[Extracted records]
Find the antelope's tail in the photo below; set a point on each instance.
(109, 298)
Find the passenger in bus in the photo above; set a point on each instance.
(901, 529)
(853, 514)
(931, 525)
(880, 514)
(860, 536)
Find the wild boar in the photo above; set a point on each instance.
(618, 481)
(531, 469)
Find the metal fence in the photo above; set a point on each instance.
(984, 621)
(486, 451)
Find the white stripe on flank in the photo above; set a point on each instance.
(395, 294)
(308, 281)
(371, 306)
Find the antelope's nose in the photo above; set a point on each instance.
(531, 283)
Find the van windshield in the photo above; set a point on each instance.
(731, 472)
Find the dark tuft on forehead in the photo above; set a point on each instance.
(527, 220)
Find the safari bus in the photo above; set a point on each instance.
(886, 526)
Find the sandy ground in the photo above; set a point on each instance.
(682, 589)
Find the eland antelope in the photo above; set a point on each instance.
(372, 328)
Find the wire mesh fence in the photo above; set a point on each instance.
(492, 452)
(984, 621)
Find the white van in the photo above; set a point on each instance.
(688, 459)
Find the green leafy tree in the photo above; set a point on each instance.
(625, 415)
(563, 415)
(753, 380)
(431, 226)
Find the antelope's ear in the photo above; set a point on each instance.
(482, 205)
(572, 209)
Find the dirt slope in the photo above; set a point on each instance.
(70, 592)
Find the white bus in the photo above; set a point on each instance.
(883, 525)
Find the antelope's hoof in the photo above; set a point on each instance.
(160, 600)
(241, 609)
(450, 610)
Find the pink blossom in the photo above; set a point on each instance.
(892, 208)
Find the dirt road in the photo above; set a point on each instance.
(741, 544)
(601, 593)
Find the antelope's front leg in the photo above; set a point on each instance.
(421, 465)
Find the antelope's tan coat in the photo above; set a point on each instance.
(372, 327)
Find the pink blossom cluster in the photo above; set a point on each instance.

-- PROBLEM TO WORK ON --
Would you restate each of the entries word for word?

-- YOUR SOLUTION --
Find the antelope's tail in the photo below; set a point on each instance.
(109, 298)
Find the passenger in bus in the photo above; set a point on each instance.
(901, 529)
(853, 514)
(931, 525)
(880, 514)
(860, 536)
Find the wild boar in the photo above; set a point on each instance.
(618, 481)
(531, 469)
Find the metal fence in the photo above; set a point on each instance.
(984, 621)
(486, 451)
Find the white stripe on flank in the photo above; set a point on each instance.
(395, 294)
(308, 281)
(371, 306)
Find the antelope's nose in the photo above; set a point on each instance.
(531, 283)
Find the van windshield in the photo above; set a point on each instance.
(731, 472)
Find the dark tuft on forehead in the photo above; set a point on each instance.
(527, 220)
Find the safari bus in the photo above; set a point on each instance.
(886, 526)
Find the sandy ground in the photo above; set a point on each instance.
(682, 589)
Find the eland antelope in the photo above; set a point on each instance.
(372, 328)
Find the wire mesh fence in the photo above; set a point on each instance.
(492, 452)
(984, 621)
Find the white van in the photo above; set a point on each instance.
(688, 459)
Find the green leafy tree in the photo above; set a point on each instance.
(625, 415)
(563, 415)
(753, 380)
(431, 226)
Find the antelope's ear in the photo above; set a point on each instance.
(482, 205)
(572, 209)
Find the dirt slope in the photo above; set a point on each instance.
(70, 592)
Find the white bus in the photo above; set a point on each instance.
(883, 525)
Find the antelope's hoof in the photo above; set a point on each instance.
(160, 600)
(241, 609)
(450, 610)
Find the pink blossom in the photo above; set a point on each instance.
(892, 208)
Find the dirt road in the photo above; set a point on each instance.
(741, 544)
(601, 593)
Find the antelope's front leg in the photo above; set a point on each instance.
(421, 465)
Find the antelope's tan coat in the photo above; set a point on each instance.
(372, 327)
Find the pink blossom cluster in the photo above; set a point on each instance.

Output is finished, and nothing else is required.